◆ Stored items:
* BEGIN *

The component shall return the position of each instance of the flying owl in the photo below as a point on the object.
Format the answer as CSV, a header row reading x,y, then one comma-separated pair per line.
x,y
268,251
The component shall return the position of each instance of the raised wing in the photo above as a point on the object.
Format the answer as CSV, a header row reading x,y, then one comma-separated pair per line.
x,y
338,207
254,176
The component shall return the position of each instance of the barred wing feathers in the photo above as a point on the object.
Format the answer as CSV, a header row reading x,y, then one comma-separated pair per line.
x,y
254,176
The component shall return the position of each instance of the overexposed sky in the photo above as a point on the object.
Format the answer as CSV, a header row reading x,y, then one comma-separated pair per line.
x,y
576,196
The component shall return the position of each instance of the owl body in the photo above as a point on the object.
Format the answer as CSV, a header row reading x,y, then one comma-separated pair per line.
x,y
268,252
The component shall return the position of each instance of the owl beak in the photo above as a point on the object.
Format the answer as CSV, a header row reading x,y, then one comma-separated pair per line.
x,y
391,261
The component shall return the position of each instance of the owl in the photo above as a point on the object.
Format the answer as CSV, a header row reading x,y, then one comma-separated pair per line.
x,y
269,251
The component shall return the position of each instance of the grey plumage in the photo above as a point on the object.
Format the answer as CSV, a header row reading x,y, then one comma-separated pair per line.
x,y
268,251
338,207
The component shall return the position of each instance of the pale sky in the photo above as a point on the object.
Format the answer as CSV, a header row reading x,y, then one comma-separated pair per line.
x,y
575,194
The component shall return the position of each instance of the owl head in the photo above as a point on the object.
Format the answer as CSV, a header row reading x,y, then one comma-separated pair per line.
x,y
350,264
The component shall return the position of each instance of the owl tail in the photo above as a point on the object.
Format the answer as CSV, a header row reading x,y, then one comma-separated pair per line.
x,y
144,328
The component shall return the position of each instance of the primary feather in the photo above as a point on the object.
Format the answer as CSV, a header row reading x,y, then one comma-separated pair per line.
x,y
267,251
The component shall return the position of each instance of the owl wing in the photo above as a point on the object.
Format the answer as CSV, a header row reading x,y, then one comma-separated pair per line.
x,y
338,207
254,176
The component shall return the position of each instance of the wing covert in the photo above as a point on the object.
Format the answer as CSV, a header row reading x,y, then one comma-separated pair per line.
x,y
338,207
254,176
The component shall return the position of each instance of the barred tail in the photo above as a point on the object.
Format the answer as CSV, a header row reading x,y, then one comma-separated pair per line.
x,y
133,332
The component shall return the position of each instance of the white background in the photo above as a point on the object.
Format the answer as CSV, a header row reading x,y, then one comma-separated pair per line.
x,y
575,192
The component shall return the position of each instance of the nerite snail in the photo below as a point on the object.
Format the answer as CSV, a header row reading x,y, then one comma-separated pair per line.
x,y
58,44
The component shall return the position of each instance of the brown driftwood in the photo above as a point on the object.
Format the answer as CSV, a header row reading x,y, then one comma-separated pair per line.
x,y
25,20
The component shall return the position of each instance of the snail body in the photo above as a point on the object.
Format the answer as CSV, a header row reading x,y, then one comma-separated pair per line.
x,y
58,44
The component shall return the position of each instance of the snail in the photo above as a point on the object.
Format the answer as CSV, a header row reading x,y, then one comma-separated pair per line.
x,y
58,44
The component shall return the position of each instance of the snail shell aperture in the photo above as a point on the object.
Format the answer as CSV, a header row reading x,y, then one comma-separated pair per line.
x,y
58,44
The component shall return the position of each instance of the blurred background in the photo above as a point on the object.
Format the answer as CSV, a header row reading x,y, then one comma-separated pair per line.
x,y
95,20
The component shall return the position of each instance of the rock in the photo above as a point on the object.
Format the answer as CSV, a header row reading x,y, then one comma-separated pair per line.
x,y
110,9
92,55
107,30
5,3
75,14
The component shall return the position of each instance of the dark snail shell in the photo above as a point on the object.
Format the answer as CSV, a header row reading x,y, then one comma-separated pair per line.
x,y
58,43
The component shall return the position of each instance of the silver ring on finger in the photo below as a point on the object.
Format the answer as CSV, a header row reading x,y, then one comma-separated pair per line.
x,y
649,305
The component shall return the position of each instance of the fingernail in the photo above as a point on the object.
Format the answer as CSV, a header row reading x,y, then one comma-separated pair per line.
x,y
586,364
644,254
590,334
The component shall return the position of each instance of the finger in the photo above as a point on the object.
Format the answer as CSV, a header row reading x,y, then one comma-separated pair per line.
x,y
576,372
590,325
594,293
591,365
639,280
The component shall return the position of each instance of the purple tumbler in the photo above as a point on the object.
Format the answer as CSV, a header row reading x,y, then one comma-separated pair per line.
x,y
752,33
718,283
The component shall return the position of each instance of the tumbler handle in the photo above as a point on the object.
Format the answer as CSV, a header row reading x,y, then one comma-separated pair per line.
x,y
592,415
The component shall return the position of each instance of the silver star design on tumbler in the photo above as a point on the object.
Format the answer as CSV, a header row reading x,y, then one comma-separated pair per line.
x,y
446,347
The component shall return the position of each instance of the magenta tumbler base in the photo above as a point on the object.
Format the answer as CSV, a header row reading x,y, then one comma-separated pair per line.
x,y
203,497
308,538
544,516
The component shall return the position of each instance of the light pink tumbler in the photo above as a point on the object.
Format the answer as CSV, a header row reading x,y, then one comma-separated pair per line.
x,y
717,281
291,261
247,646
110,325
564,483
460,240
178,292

* END *

◆ Written exercise: Output every line above without changing anything.

◆ Response to the exercise:
The component shall return the position of each instance of the flying owl in the photo below as a point on the object.
Format the answer as CSV, a header row reading x,y, then one comma-separated pair per line.
x,y
268,251
The component shall return the position of each instance of the raised wing in the photo above as a point on the object.
Format the answer as CSV, a header row reading x,y, then one comma-separated pair per line.
x,y
338,207
254,176
The component shall return the position of each instance of the barred wing feathers in the photo above as a point on the object.
Format the answer as CSV, a header row reading x,y, then one comma-separated pair per line.
x,y
254,176
The component shall return the position of each instance of the overexposed sky in the photo above as a point on the object.
Format the answer as CSV, a header row reading x,y, then one comma-separated pair per line.
x,y
576,196
The component shall return the position of each instance of the owl body in the photo above as a point on the object.
Format the answer as CSV, a header row reading x,y, then one comma-separated pair per line.
x,y
268,252
The component shall return the position of each instance of the owl beak in the photo above as a point on the object.
Format the answer as CSV, a header row reading x,y, then one comma-separated pair per line.
x,y
391,261
The component shall return the position of each instance of the owl in the photo above as a point on the object.
Format the answer as CSV, a header row reading x,y, then one comma-separated pair per line.
x,y
269,251
The component shall return the position of each instance of the grey plumage in the photo above as a point on the object.
Format the answer as CSV, a header row reading x,y, then one comma-separated pair per line.
x,y
268,251
338,207
The component shall return the position of each instance of the pale sky in the photo above as a point on the object.
Format the answer as CSV, a header row reading x,y, then one comma-separated pair per line.
x,y
575,194
The component shall return the position of each instance of the owl head in the photo above as a point on the object.
Format the answer as CSV, a header row reading x,y, then one comma-separated pair per line.
x,y
350,264
The component shall return the position of each instance of the owl tail in the photo above as a point on the object.
Format the answer as CSV, a header row reading x,y, then one comma-separated pair per line.
x,y
144,328
The component shall return the position of each instance of the primary feather in the photo above as a point on the object.
Format the answer as CSV, a header row reading x,y, then one comma-separated pair per line.
x,y
267,251
The component shall return the position of each instance of the owl wing in the photo above as a point on the object.
Format the answer as CSV, a header row reading x,y, then one comma-separated pair per line.
x,y
338,207
254,176
The component shall return the position of each instance of the wing covert in the photo above as a point on the object.
Format the answer as CSV, a header row reading x,y, then one comma-separated pair per line.
x,y
338,207
254,176
The component shall return the position of each instance of the barred tail in the photo above as a point on the object.
Format the answer as CSV, a header row reading x,y, then one comma-separated pair per line.
x,y
133,332
The component shall return the position of each instance of the white background in the photo above as a point on the object.
Format the answer as CSV, a header row reading x,y, then one comma-separated pair per line.
x,y
575,192
The component shall return the position of each instance of the nerite snail in the photo below as a point on the object.
Format the answer as CSV, a header row reading x,y, then one comma-separated pair per line.
x,y
58,44
The component shall return the position of each instance of the brown driftwood in the photo above as a point on the object.
Format the answer as CSV, a header row reading x,y, then one comma-separated pair per line.
x,y
25,20
The component shall return the position of each instance of the snail body in the photo above as a point on the object.
Format the answer as CSV, a header row reading x,y, then one comma-separated pair per line.
x,y
58,44
The component shall return the position of each instance of the snail in the photo above as a point on the object.
Format the answer as CSV, a header row reading x,y, then one comma-separated pair per line.
x,y
58,44
The component shall return the position of each instance of the snail shell aperture in the photo above as a point on the object.
Format the answer as CSV, a header row reading x,y, then one comma-separated pair per line.
x,y
58,44
The component shall return the position of each instance of the blurred background in the photo above as a point on the object.
Format the answer as CSV, a header row reading x,y, then one comma-separated pair per line.
x,y
95,20
The component shall return the position of each instance of the rock in the photo above as a point on the object.
Format the answer as CSV, a header row reading x,y, then one comma-separated pair per line.
x,y
110,9
92,55
107,30
5,3
75,14
The component shall return the position of each instance of the dark snail shell in the photo above as a point on the object.
Format the answer as CSV, a header row reading x,y, then one comma-separated pair per line.
x,y
58,43
The component shall return the position of each instance of the silver ring on finger in the photo below as a point on the object.
Format the answer as CSV, a header row reading x,y, then one comma-separated pair per line.
x,y
649,305
The component shall return the position of each instance of the fingernail in the photo above as a point on the object.
Format the answer as CSV, a header row reading x,y, then one comma-separated pair per line.
x,y
586,364
644,254
590,334
The component shall return the position of each instance of the finger in the photo above as a point on the object.
Format the answer as CSV, a header row reading x,y, then one comma-separated pair per line.
x,y
576,372
590,325
594,293
591,365
639,280
The component shall return the position of each instance of the purple tumbler in the photo above as a point on the object.
Format the answer as CSV, a header row reading x,y, then one comma-separated pair per line.
x,y
752,33
718,283
The component shall return the position of each instance of the tumbler handle in the photo above as a point on the object.
Format the answer as CSV, a header row reading x,y, then one comma-separated pair per line.
x,y
592,415
The component shall return the position of each instance of the silver star design on tumbler in the photo above as a point on the object.
Format the answer as CSV, a header row reading x,y, then one comma-separated pair per line.
x,y
446,347
The component shall return the position of each instance of the magenta tumbler base in the photo above as a point on the object.
Format the answer as CSV, a header row reading x,y, then one comma-separated pair per line.
x,y
203,497
308,538
544,516
The component shall return the position of each instance of the light pink tumbler in the photo above as a point on the object.
Format the answer as CSV, a header row reading x,y, then one comma-separated pair per line.
x,y
717,281
291,261
247,646
110,325
564,483
460,240
178,292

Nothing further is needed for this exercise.